Exercise directions:
Reproduce the call transcript below word for word, from beginning to end.

Top of Text passage

Ken Cacciatore: Hey, team. Good morning. Obviously, it’s been a fantastic launch of ORLADEYO, you set up a great U.S. commercial infrastructure that would seemingly be attractive to many companies either don’t have a U.S. infrastructure would want some further leverage I’m guessing, just looking at the P&L, the product is now profitable, which is a credit to the organization, excluding R&D, and you did it fast. So just we often we rarely, I should say, see such a gap between a profitable product and kind of pipeline replenishment. Just wondering how you all think about maximizing the value of this which is grow a little bit now, unfortunately, over time here, kind of an organization, a little bit in two separate world. Can you just talk about that, how you think about maximizing that value and maybe kind of just strategically what you all are thinking? Thanks so much.
Jon Stonehouse: Yes. Thanks, Ken. We agree with you that it’s off to a fantastic launch and have a real high degree of confidence that we’re getting to the $1 billion in peak sales, and we’re on that trajectory. So and that it’s on a stand-alone basis, it’s profitable today. And I even said in my prepared remarks that with the investments that we’re making, we’re getting closer to profitability because revenue is growing faster than expense basically. So anyway, I think we’re always looking the goal here is to have a second product that’s as big or bigger than ORLADEYO. That may take us longer with our pipeline. And so we’re also evaluating BD activities as well. We brought Clayton Fletcher on Board recently, who’s a very experienced biotech BD person.
And we’re probably getting more inbound stuff than we ever have in the history of BioCryst so. So we will continue to evaluate that stuff you want to make sure that if you’re bringing something in, it’s something that can create real value. And so we’re constantly looking at that as well.
Ken Cacciatore: Thank you.
Jon Stonehouse: Welcome.
Operator: The next question comes from Justin Kim of Oppenheimer. Please go ahead.
Justin Kim: Hi, good morning. Thanks for taking the question. Just with the upcoming Quad AI meeting and based on the recent commercial progress, is there anything that needs to be better clarified with the prescriber base in attendance. Just wondering sort of what your goals are? And any changes in the dynamic of where new scripts are coming from, either from a patient perspective or a clinician.

Bottom of Text passage
Top of The data

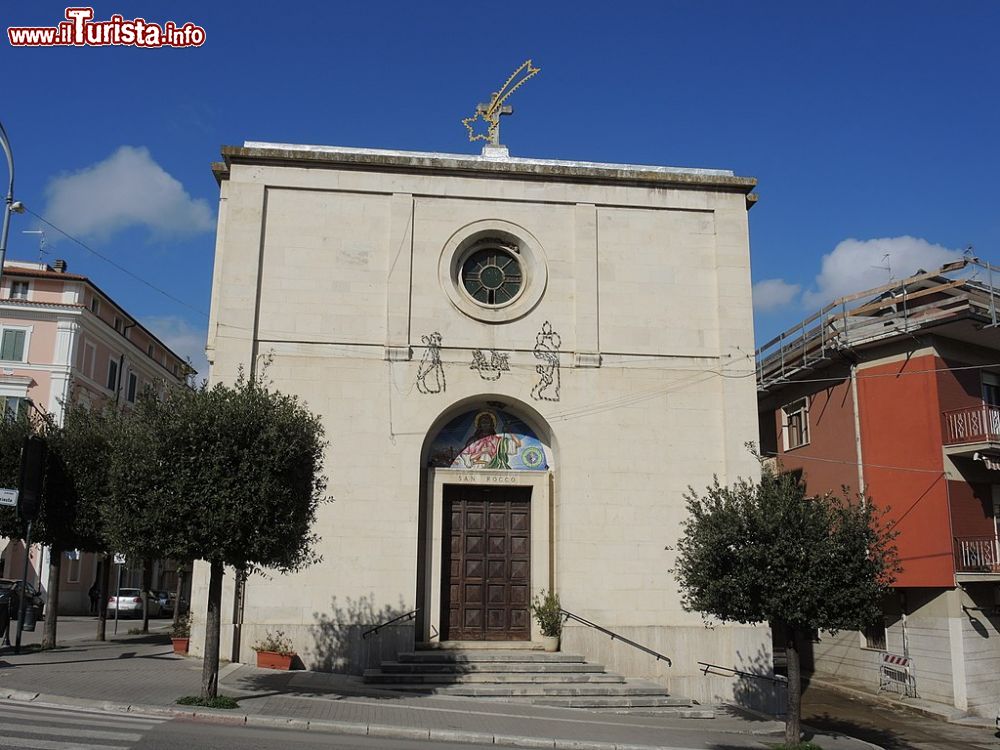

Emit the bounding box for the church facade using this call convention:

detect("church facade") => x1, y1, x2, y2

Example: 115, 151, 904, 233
192, 143, 771, 700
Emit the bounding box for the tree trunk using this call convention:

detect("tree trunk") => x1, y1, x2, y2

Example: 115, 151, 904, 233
40, 545, 62, 648
174, 562, 184, 628
97, 552, 112, 641
785, 625, 802, 745
142, 557, 153, 633
201, 560, 225, 698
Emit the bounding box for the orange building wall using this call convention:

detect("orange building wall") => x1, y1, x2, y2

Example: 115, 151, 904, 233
858, 355, 955, 587
774, 380, 858, 495
948, 482, 996, 536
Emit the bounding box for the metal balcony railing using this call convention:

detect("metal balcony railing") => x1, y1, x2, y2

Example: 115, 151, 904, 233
941, 403, 1000, 445
955, 536, 1000, 573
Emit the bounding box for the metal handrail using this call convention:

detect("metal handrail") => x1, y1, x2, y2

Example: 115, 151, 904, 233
361, 607, 420, 641
698, 661, 788, 685
559, 609, 674, 667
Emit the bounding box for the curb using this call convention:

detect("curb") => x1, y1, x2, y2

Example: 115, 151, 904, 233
0, 690, 884, 750
810, 677, 995, 729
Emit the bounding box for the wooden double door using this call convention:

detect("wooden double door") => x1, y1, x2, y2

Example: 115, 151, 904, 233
441, 485, 531, 641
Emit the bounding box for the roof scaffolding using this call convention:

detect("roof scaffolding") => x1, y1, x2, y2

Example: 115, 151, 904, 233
756, 257, 1000, 392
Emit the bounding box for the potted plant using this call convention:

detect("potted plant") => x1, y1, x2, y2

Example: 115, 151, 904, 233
531, 589, 563, 651
170, 614, 191, 654
253, 630, 295, 671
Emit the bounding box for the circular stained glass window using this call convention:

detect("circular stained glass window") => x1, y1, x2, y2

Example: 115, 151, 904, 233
462, 247, 524, 306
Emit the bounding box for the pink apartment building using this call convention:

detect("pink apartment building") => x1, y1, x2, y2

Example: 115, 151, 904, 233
0, 260, 190, 614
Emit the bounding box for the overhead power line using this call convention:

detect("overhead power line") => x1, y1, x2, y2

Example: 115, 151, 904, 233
24, 207, 208, 318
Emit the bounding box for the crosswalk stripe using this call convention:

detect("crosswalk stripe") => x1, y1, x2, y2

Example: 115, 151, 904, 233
0, 736, 129, 750
3, 706, 162, 730
0, 722, 142, 742
0, 700, 170, 723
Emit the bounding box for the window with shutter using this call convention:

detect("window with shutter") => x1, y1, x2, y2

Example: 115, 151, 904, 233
0, 328, 28, 362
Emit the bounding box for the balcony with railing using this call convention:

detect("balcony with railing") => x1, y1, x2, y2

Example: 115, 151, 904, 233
941, 403, 1000, 452
955, 536, 1000, 575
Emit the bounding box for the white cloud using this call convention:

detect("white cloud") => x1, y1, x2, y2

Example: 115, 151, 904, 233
800, 236, 962, 307
753, 279, 802, 312
44, 146, 215, 240
143, 315, 208, 383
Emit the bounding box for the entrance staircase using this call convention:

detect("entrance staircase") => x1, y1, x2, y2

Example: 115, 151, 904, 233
364, 647, 713, 718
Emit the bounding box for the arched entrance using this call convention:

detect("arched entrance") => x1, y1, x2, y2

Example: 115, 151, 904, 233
418, 401, 554, 642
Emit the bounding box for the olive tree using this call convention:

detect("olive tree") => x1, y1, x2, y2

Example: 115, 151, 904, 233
674, 470, 898, 745
108, 374, 326, 699
0, 406, 115, 648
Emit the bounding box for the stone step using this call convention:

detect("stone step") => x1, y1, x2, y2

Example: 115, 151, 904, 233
588, 698, 715, 719
365, 669, 625, 685
370, 661, 604, 674
396, 649, 586, 664
364, 682, 668, 705
531, 695, 715, 719
531, 695, 715, 719
415, 641, 544, 651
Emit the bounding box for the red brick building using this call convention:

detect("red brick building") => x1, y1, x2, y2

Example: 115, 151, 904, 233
757, 259, 1000, 716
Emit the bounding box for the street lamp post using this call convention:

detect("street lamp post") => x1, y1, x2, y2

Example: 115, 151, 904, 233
0, 122, 24, 290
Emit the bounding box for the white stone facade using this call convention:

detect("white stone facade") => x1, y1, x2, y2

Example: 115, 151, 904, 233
193, 144, 771, 700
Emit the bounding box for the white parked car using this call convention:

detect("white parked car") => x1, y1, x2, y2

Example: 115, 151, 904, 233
108, 589, 161, 618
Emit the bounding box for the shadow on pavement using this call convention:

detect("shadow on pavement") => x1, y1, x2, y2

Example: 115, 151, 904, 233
802, 713, 913, 750
224, 670, 414, 700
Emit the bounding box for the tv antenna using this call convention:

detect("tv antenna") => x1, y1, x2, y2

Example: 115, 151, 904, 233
462, 60, 542, 151
21, 229, 49, 263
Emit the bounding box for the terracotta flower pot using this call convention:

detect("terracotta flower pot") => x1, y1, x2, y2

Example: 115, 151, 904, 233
257, 651, 295, 672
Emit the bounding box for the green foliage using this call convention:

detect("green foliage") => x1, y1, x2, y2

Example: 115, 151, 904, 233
177, 695, 240, 708
106, 375, 326, 571
531, 589, 562, 637
0, 406, 118, 552
252, 630, 295, 656
170, 612, 191, 638
675, 472, 898, 631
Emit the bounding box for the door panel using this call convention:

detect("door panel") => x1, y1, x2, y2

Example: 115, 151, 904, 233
441, 485, 531, 641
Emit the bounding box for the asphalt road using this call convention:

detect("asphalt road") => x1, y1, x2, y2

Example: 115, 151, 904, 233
0, 701, 812, 750
802, 684, 1000, 750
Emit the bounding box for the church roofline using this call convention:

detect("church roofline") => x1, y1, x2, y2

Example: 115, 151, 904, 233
212, 141, 757, 194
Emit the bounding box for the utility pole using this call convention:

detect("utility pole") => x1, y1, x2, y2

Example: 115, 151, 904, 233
0, 122, 24, 290
14, 435, 46, 654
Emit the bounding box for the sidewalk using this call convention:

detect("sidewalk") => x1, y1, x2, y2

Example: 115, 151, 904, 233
0, 635, 873, 750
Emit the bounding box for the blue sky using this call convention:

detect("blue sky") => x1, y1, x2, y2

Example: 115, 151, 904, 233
0, 0, 1000, 374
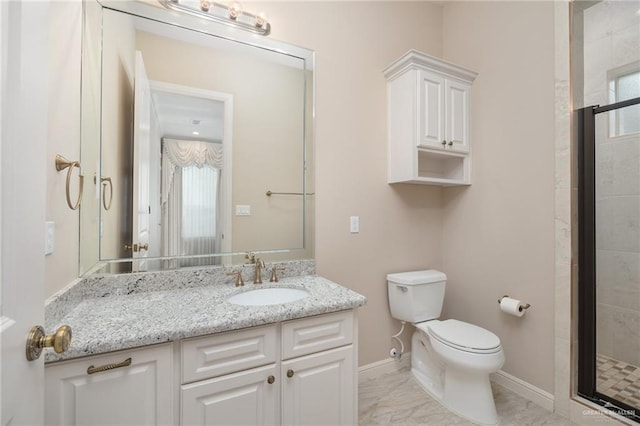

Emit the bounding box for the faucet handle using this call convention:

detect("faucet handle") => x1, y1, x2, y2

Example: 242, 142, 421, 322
269, 266, 286, 283
227, 271, 244, 287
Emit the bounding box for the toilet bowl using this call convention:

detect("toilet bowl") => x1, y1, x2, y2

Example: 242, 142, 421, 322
387, 270, 505, 425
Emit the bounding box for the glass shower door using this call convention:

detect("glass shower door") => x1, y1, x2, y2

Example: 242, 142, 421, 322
578, 97, 640, 421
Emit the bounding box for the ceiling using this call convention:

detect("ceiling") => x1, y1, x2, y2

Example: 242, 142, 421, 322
152, 91, 224, 142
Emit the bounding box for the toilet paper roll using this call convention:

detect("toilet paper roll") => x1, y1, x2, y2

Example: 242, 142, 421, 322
500, 296, 524, 317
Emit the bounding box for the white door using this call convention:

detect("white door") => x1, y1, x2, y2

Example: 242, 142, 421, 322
445, 80, 471, 152
280, 345, 358, 426
180, 364, 282, 426
132, 51, 151, 271
0, 0, 50, 426
418, 71, 445, 148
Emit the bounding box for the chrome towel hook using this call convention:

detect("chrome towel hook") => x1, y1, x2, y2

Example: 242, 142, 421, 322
56, 154, 84, 210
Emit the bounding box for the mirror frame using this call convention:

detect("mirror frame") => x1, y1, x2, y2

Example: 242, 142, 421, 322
79, 0, 316, 276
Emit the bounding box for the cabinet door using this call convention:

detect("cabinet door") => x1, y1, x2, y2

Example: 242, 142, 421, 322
45, 344, 174, 426
181, 364, 282, 425
281, 345, 358, 426
418, 71, 445, 148
445, 80, 471, 152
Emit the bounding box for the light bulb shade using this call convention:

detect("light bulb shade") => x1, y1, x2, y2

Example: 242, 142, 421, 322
229, 2, 242, 21
256, 12, 267, 28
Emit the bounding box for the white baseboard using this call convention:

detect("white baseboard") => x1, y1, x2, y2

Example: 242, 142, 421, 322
490, 370, 554, 411
358, 352, 411, 380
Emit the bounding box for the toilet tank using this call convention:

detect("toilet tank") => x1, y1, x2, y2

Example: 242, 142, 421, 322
387, 269, 447, 323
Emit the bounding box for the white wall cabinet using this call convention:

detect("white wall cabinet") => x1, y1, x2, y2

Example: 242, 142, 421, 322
384, 50, 476, 185
45, 344, 175, 426
45, 310, 358, 426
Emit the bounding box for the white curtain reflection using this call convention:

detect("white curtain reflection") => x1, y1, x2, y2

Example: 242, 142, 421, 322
162, 138, 222, 267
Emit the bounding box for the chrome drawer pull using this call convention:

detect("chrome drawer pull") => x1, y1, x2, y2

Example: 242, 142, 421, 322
87, 358, 131, 374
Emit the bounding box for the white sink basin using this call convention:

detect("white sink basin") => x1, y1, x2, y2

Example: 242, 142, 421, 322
227, 287, 310, 306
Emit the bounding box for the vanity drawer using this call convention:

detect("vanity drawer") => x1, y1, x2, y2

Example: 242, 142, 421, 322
282, 311, 353, 360
181, 325, 278, 384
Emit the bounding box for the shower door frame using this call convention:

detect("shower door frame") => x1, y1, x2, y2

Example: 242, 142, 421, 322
576, 94, 640, 422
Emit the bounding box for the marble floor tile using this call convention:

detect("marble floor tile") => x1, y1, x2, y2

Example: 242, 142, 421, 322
596, 354, 640, 407
359, 369, 575, 426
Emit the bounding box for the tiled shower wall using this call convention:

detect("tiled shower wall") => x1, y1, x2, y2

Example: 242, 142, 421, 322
576, 1, 640, 365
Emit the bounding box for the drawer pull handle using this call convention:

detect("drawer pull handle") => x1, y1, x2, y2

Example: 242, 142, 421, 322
87, 358, 131, 374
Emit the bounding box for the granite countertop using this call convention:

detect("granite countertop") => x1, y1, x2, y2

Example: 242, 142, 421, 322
45, 275, 367, 362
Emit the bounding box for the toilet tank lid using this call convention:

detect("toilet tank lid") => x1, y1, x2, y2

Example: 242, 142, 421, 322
387, 269, 447, 285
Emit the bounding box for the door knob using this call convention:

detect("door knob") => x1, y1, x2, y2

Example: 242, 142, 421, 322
26, 325, 71, 361
124, 243, 149, 253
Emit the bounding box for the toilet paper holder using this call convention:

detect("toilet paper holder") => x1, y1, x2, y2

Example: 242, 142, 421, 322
498, 294, 531, 309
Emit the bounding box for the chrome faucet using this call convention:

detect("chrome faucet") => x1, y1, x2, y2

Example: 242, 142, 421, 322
253, 258, 265, 284
245, 252, 265, 284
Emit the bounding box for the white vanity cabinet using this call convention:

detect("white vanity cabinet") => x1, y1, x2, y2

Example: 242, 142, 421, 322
45, 310, 357, 426
45, 343, 175, 426
181, 311, 357, 425
384, 50, 476, 185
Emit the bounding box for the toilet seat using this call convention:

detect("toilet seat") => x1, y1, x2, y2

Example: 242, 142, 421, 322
415, 319, 502, 354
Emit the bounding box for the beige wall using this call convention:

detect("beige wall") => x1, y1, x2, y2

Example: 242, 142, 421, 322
100, 11, 136, 259
45, 2, 82, 296
443, 2, 555, 393
255, 2, 442, 365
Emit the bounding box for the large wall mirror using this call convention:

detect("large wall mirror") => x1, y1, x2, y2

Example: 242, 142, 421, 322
80, 2, 314, 274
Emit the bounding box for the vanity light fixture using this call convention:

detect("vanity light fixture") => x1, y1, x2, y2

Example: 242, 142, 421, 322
158, 0, 271, 35
229, 1, 242, 21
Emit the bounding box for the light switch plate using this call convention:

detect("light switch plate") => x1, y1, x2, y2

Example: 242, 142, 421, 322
236, 204, 251, 216
349, 216, 360, 234
44, 222, 56, 256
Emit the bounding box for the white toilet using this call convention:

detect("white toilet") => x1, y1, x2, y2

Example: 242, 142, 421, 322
387, 270, 504, 425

Bottom of The data

Answer to this exercise:
Ken Cacciatore: Hey, team. Good morning. Obviously, it’s been a fantastic launch of ORLADEYO, you set up a great U.S. commercial infrastructure that would seemingly be attractive to many companies either don’t have a U.S. infrastructure would want some further leverage I’m guessing, just looking at the P&L, the product is now profitable, which is a credit to the organization, excluding R&D, and you did it fast. So just we often we rarely, I should say, see such a gap between a profitable product and kind of pipeline replenishment. Just wondering how you all think about maximizing the value of this which is grow a little bit now, unfortunately, over time here, kind of an organization, a little bit in two separate world. Can you just talk about that, how you think about maximizing that value and maybe kind of just strategically what you all are thinking? Thanks so much.
Jon Stonehouse: Yes. Thanks, Ken. We agree with you that it’s off to a fantastic launch and have a real high degree of confidence that we’re getting to the $1 billion in peak sales, and we’re on that trajectory. So and that it’s on a stand-alone basis, it’s profitable today. And I even said in my prepared remarks that with the investments that we’re making, we’re getting closer to profitability because revenue is growing faster than expense basically. So anyway, I think we’re always looking the goal here is to have a second product that’s as big or bigger than ORLADEYO. That may take us longer with our pipeline. And so we’re also evaluating BD activities as well. We brought Clayton Fletcher on Board recently, who’s a very experienced biotech BD person.
And we’re probably getting more inbound stuff than we ever have in the history of BioCryst so. So we will continue to evaluate that stuff you want to make sure that if you’re bringing something in, it’s something that can create real value. And so we’re constantly looking at that as well.
Ken Cacciatore: Thank you.
Jon Stonehouse: Welcome.
Operator: The next question comes from Justin Kim of Oppenheimer. Please go ahead.
Justin Kim: Hi, good morning. Thanks for taking the question. Just with the upcoming Quad AI meeting and based on the recent commercial progress, is there anything that needs to be better clarified with the prescriber base in attendance. Just wondering sort of what your goals are? And any changes in the dynamic of where new scripts are coming from, either from a patient perspective or a clinician.